[BEGIN GIVEN PASSAGE]

Founder and CEO Blake Scholl argues that rapid iteration and passenger-first economics are the only path to a viable supersonic market.
SAN DIEGO – At AIAA AVIATION Forum plenary on 11 June, Boom Supersonic Founder and CEO Blake Scholl argued that the next jet age will belong not just to faster airplanes, but to aircraft designed around the people inside them.
“You can’t just design ideal aerodynamics, cram the passengers in as an afterthought, and hope it all goes well,” Scholl told the aerospace engineering audience. “The airplane has to make sense – technically, economically for airlines, and as an experience that passengers want to fly on over and over again.”
That passenger-first philosophy is guiding Boom’s bid to become the first independent company to deliver Mach-speed commercial travel without an audible boom over land – a milestone the firm has begun to validate with its XB‑1 demonstrator. In January 2025, the aircraft broke the sound barrier, becoming the first independently developed supersonic jet, and earning the company the 2026 AIAA Reed Aeronautics Award, the highest honor the Institute bestows for notable achievements in aeronautics.

A Nontraditional Founder
Scholl was in his mid-20s working in tech in Seattle when he became personally obsessed with supersonic flight after spotting one of the final Concorde aircraft on the evening news. He set up a Google alert for “supersonic tech,” but nothing happened for a decade.

[END GIVEN PASSAGE]

REQUEST 1.
Turn the records into a numbered list, starting at the line that contains "TARGET = metal mesh fence" and ending after the line that contains "(316, 1014)", with any blank lines left out.
The passage on Boom Supersonic has no connection to the records.

[BEGIN EXCERPTED RECORDS]

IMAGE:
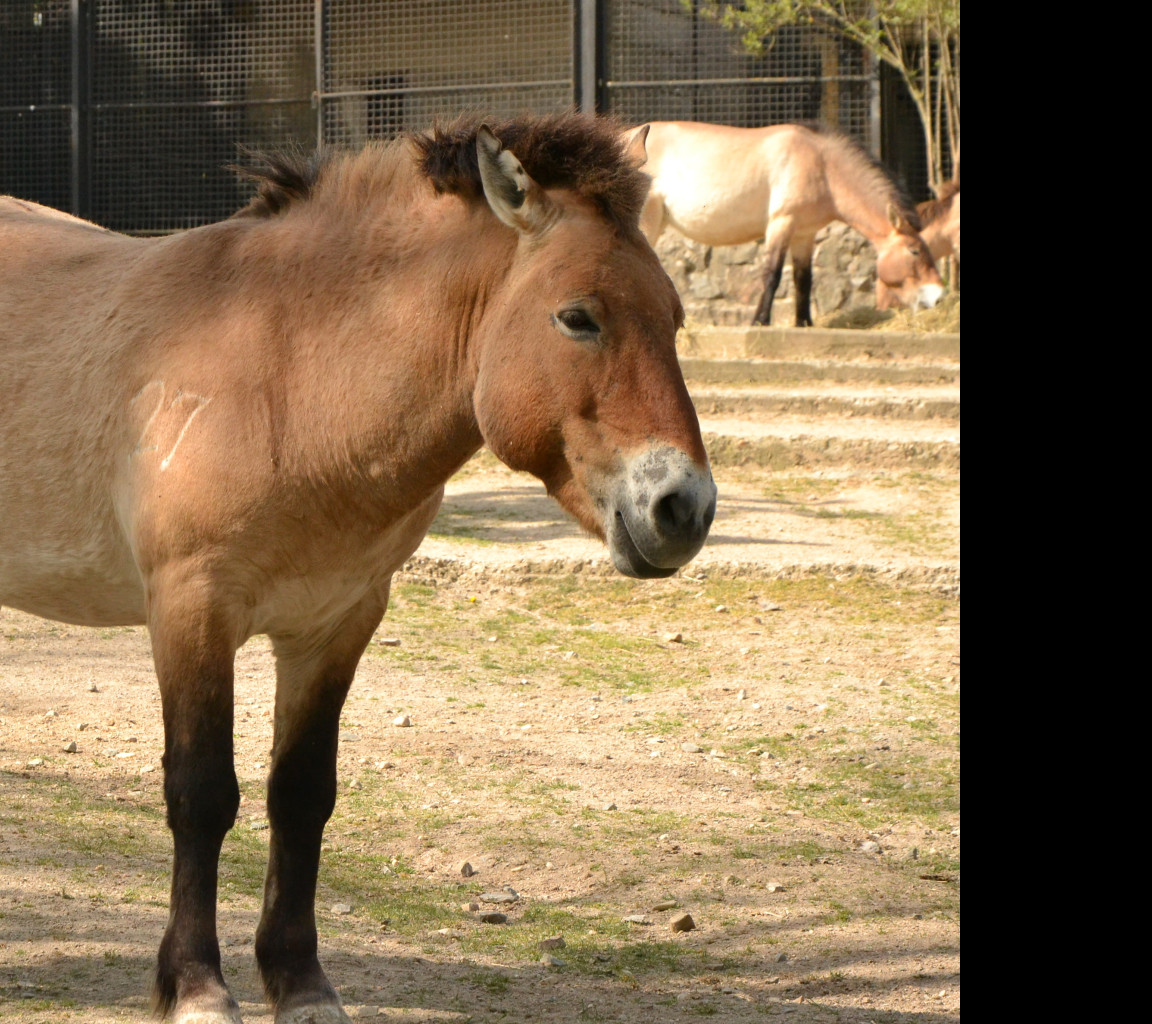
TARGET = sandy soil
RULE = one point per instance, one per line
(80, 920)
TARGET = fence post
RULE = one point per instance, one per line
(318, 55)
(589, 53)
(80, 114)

[END EXCERPTED RECORDS]
[BEGIN EXCERPTED RECORDS]

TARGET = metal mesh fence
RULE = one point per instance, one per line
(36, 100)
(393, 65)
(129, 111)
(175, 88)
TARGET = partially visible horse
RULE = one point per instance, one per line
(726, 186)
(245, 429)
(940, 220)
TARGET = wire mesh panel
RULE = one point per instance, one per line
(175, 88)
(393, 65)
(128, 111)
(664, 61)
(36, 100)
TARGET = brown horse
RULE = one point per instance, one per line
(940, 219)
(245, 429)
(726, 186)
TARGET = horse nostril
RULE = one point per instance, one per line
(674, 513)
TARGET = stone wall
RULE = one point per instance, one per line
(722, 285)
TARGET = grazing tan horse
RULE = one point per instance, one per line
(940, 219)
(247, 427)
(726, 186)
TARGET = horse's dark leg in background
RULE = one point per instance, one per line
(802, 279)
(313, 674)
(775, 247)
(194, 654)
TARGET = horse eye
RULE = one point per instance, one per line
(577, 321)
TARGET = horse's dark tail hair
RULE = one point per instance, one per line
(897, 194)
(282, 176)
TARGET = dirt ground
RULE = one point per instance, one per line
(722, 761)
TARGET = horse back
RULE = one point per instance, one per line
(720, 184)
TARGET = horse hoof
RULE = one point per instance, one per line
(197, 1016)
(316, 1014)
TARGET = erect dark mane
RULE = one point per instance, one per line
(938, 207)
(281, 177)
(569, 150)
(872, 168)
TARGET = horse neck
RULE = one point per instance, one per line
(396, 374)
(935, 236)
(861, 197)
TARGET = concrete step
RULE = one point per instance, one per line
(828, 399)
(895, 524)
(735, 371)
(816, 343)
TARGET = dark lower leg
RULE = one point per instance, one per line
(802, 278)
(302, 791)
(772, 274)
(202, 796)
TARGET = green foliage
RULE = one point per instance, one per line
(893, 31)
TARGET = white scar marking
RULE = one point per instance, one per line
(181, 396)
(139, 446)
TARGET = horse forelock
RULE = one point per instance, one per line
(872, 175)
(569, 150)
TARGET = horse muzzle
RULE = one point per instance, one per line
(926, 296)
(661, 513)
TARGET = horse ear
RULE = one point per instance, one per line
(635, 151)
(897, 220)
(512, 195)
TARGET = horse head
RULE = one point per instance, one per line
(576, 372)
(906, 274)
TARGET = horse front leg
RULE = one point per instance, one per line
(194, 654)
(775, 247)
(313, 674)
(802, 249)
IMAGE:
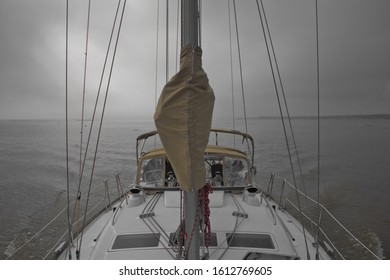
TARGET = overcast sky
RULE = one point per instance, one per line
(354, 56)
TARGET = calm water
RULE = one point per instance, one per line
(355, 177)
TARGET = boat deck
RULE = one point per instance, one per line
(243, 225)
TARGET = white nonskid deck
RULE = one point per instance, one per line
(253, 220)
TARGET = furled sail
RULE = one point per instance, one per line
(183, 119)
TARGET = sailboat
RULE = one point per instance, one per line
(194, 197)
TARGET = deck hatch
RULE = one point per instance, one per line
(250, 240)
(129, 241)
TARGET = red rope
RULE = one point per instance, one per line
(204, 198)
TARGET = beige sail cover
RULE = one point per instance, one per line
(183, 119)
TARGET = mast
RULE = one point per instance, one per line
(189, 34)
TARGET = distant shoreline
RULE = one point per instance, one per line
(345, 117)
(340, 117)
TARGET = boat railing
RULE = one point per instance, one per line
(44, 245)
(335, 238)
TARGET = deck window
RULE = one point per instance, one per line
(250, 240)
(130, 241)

[END EXCERPTED RECORDS]
[BEGIN EXCERPTED RECORDS]

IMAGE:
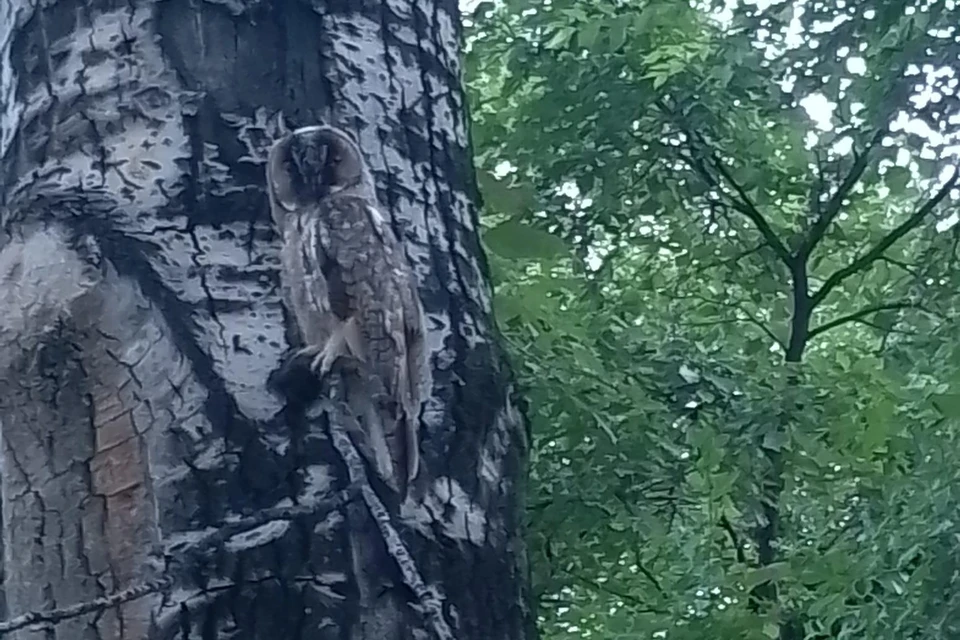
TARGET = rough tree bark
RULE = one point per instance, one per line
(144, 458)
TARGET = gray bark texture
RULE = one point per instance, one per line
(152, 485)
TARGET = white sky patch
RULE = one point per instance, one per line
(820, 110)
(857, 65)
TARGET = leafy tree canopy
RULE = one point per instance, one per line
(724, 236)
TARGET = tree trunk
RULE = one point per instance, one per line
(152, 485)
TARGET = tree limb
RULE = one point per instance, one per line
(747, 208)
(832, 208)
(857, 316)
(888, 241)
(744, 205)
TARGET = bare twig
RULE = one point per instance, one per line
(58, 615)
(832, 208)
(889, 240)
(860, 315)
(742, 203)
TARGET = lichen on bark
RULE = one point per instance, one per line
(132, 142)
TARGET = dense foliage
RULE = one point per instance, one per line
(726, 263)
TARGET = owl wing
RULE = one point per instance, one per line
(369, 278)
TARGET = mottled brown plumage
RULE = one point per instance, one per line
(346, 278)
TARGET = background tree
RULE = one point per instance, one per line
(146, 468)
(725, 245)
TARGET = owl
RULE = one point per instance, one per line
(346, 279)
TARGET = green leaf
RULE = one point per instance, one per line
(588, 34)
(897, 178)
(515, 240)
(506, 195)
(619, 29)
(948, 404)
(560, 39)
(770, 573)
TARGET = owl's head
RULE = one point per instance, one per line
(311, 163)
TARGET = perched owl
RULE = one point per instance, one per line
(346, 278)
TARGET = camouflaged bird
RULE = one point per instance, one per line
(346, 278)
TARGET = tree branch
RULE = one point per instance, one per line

[END EXCERPTED RECORDS]

REQUEST 2.
According to the passage on Boom Supersonic, in what month and year did the XB-1 break the sound barrier?

EXPECTED ANSWER 1.
1. TARGET = metal mesh fence
2. RULE = one point per instance, one per line
3. (36, 100)
4. (393, 65)
5. (129, 111)
6. (175, 88)
7. TARGET = partially visible horse
8. RULE = one point per instance, one per line
9. (726, 186)
10. (245, 429)
11. (940, 220)
12. TARGET = wire mesh panel
13. RULE = one point per instance, one per line
14. (175, 88)
15. (393, 65)
16. (128, 111)
17. (664, 61)
18. (36, 100)
19. TARGET = brown horse
20. RULE = one point per instance, one per line
21. (940, 219)
22. (245, 429)
23. (726, 186)
24. TARGET = horse nostril
25. RULE = one point per instance, one per line
26. (674, 513)
27. TARGET = stone wall
28. RULE = one point per instance, one per line
29. (722, 285)
30. TARGET = grazing tan horse
31. RULE = one point per instance, one per line
32. (940, 219)
33. (247, 427)
34. (726, 186)
35. TARGET = horse's dark leg in background
36. RULE = one point per instance, one per line
37. (802, 279)
38. (313, 674)
39. (775, 247)
40. (194, 654)
41. TARGET = horse eye
42. RULE = one point per instance, one per line
43. (577, 321)
44. TARGET = horse's dark tail hair
45. RULE = one point per instance, one per line
46. (897, 194)
47. (282, 176)
48. TARGET = dirt ground
49. RULE = one point per instance, one per line
50. (722, 761)
51. TARGET = horse back
52. RULE = one point per instance, one per line
53. (720, 184)
54. TARGET = horse hoof
55. RULE = one point per instance, one per line
56. (197, 1016)
57. (316, 1014)

EXPECTED ANSWER 2.
January 2025